#### SELECTED TEXT
◆ ◆ ◆ ◆ ◆ ◆ ◆
Several salient points in this communiqué by Richard Bove (equity research analyst at Rafferty Capital Markets) :

Federal Housing Finance Agency (FHFA), the successor of FHA and the agency that regulates Fannie Mae and Freddie Mac, became alarmed at mortgage loans not being made, so they "told mortgage originators to ignore the Consumer Financial Protection Bureau**'s qualified rules and create mortgages with as high as 97% loan-to-value ratios (LTV)." They also "ignored the Treasury Department's mandate to shrink Fannie and Freddie and required these two companies to increase the number of mortgages that they are guaranteeing."

Basically, one regulatory hand of the government ignored and told private sector to ignore what two [out of many] other regulatory hands of the government were doing or mandated to do.

Now that Fannie and Freddie are taking fiscal losses (due to requirements that they pay dividends to the Treasury as part of the bailout plan, and now the dividends began to outstrip their earnings), the politicos are getting concerned that Fannie and Freddie will need another infusion of capital in the event of continued large losses, instead of being eventually phased out of existence as part of the original conservatorship plan. According to Bove, the people who looked at F&F BS (balance sheets) see that "their equity is disappearing in payments to the U.S. Treasury while their guaranteed book of loans is growing." What is happening is that F&F are creating more unqualified mortgage debt obligations [now explicitly] guaranteed by Uncle Sam, while everybody, including the "regulators" and Congress, is whistling Dixie. The problem is that are again accepting the Depression era Rooseveltian philosophy of needing government agency / F&F for creating and backing mortgage loans. So now they feel as in Catch-22: if they stop expansion of F&F, the housing market (which has been pretty weak to date) may stop cold, and if not, F&F will happily go on increasing taxpayers' debt obligations.
◆ ◆ ◆ ◆ ◆ ◆ ◆
#### LISTED ENTRIES

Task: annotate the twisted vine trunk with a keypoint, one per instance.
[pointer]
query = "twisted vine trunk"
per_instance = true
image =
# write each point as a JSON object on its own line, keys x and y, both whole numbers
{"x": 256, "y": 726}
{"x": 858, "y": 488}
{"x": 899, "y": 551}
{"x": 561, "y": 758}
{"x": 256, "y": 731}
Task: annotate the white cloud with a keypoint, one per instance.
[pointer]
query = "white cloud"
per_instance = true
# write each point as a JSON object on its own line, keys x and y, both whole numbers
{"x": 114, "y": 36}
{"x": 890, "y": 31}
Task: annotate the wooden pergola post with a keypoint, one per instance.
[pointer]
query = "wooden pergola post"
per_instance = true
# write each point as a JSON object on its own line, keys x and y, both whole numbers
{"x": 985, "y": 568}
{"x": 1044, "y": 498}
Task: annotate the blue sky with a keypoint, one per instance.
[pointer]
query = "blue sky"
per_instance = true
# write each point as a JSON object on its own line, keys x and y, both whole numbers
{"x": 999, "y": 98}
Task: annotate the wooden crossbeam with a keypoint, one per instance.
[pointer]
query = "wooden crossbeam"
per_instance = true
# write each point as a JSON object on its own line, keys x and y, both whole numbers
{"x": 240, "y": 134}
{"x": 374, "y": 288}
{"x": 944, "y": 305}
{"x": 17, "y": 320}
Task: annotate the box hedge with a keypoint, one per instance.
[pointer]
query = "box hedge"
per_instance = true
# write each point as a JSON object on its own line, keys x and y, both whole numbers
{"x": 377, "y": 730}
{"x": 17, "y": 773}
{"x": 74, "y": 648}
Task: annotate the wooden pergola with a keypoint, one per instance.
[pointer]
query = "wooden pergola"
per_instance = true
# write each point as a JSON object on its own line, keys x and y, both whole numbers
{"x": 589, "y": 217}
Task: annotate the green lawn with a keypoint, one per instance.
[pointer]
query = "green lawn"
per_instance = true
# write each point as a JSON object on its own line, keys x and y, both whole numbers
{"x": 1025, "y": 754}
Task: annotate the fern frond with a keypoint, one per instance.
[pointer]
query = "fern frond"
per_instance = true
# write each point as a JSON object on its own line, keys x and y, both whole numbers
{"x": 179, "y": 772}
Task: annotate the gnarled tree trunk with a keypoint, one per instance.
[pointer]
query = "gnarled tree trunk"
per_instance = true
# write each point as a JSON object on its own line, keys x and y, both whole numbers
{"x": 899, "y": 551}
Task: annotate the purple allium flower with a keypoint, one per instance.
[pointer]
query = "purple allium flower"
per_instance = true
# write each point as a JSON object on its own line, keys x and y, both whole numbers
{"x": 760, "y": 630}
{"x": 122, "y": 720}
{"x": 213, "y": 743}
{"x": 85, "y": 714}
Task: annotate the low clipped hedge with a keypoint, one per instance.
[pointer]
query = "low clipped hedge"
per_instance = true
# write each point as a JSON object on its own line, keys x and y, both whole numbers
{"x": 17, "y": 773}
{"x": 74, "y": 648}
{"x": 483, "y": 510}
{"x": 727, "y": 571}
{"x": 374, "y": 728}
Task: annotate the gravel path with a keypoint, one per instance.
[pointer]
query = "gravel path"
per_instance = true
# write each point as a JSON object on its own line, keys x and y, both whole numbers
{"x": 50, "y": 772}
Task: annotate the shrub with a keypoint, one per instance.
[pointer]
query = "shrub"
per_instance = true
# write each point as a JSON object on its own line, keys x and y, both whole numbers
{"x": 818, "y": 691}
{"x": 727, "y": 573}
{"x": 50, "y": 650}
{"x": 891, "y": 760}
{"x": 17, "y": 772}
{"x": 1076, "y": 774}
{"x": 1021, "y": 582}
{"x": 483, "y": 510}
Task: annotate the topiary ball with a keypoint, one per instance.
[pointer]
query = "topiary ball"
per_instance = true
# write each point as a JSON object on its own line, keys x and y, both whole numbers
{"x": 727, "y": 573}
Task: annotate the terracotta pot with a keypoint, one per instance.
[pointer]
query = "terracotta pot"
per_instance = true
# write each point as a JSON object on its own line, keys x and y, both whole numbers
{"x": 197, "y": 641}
◆ ◆ ◆ ◆ ◆ ◆ ◆
#### WHAT IS EXPECTED
Reproduce the passage from the Fannie and Freddie commentary, starting at "Basically, one regulatory" and ending at "mandated to do.".

#### RESULT OF THE EXERCISE
Basically, one regulatory hand of the government ignored and told private sector to ignore what two [out of many] other regulatory hands of the government were doing or mandated to do.